Kafka was greatly concerned with the impossible. He considered himself a product of the impossible, which became his native soil and sky, and which he recreated ceaselessly as poetry — meaning, as life — with a magical and austere fixation.

In Kafkaesque terms, both the possible and the impossible are linked to the essential, seen as a monster of mutually inseparable halves: love and literature.

When he speaks about the fulfillment of love, Kafka refers to “impossibilities,” almost in the same way as when he describes the manner of his writing: “And so, despite all, you want to bear the cross. To attempt the impossible?” Not waiting for an answer, Kafka hurries to sketch the premise: “There can be only three possible answers: ‘it is impossible, and so I don’t want to,’ ‘it is impossible, so I don’t want to right now,’ or ‘it is impossible, so I want to.’”1

To forestall any remaining traces of confusion, he takes care to repeat what he has said before, on numerous occasions: “In an absurd way, I am terrified of the future and of the unhappiness that can result from my temperament and my deficiencies in our life together, which profoundly, and in the first place, will affect you, given that I am a cold, egotistical, unforgiving being, despite the weakness which conceals rather than tames these traits.”

Many years after his inability to stay together with Felice Bauer had been confirmed, Kafka mentioned the situation of the Jewish writer writing in the German language to Max Brod. Again three impossibilities (“the impossibility of not writing,” “the impossibility of writing in German,” “the impossibility of writing differently”). Not surprisingly, he added a fourth impossibility: the “impossibility of writing.”

----------------------------------------

## Stated task 1:
Count the lines in the entries below that contain the word "Objective", and reply with the number alone.

----------------------------------------

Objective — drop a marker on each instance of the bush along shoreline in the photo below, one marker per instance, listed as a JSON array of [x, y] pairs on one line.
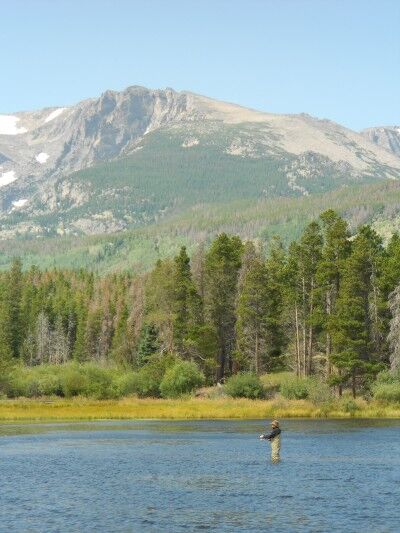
[[173, 388], [315, 322]]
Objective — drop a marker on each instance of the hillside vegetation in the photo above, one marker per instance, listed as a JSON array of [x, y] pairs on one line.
[[137, 250], [324, 310]]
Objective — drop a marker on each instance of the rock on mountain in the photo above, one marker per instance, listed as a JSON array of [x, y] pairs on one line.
[[388, 137], [131, 157]]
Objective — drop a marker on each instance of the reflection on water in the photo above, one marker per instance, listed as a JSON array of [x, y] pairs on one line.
[[207, 475]]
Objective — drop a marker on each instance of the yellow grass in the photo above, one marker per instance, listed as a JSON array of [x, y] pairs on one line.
[[193, 408]]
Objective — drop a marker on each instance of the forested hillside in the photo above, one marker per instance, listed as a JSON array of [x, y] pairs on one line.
[[326, 305], [260, 220]]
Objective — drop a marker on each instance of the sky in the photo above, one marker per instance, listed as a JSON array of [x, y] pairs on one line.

----------------------------------------

## Stated task 2:
Pick up the passage on Kafka and the impossible after its final sentence and keep writing it.

## Output 1:
7

## Output 2:
Kafka will succeed in assuming, defeating, and reversing this “impossibility.” He will succeed in making it nourishing (if we can use such a term) and creative, difficulty having become devotion and destiny (“I don’t feel anything besides literature, and I can’t and I don’t want to be anything else”). He will do so only after understanding the personal impossibility of love, an impossibility which he will not cease to invoke, from whose trauma he will persist in extracting the aphrodisiacs of future failures. (“Impossible to live with F. Intolerable to live with anyone. I don’t regret this; I regret the impossibility of living alone.”) Only after he accepts and overcomes this “impossibility,” only after he makes it nourishing, will it become devotion and destiny: “I am nothing but literature and I cannot and do not want to be anything else.”

Walter Benjamin writes: “From the very moment he is certain of failure, everything seems to go without a hitch, like a dream. There is nothing more memorable than the fervor with which Kafka underlined his failure.”

As much as it is sought and reclaimed, the possible cannot compete with the seduction and the complicities of the impossible. One might say that the possible and the impossible exist in a continuous and paradoxical complicity, as if they contained, singly and together, codified and replaceable parts of failure. The real seems to become substantial, meaningful, only when it is filled with the stigma and the significance of the impossible; the extreme individualization makes the real denser and more obscure, modifying its consistency, its colors, and its integrity through a sort of instantaneous, dark alchemy.

The impossible is not only the simplistic, irrevocable negation of the possible; it is also its sumptuous, enriching wound, which validates the sickly, nocturnal augmentation of unexplored availabilities through contrast and complicity.

Seen in this manner, as part of, and relative to, the possible, the impossible becomes a sort of revenge of the possible’s deficiency transformed into proximity, an intense leap into nothingness.

Thirsty for the possible’s domestic empire, the writer completed his true existential and literary apprenticeship by testing his inadequacy against the all too accessible reality of other individuals. The impossible resulted — imposing its surprising connections through the ambiguous ravishing of the possible — as a fecund and protean “unreality,” whose enigmas the writer will explore, whose topography and topoi he will trace, and which will remain, in the end, the incomparable “K. Archipelago.”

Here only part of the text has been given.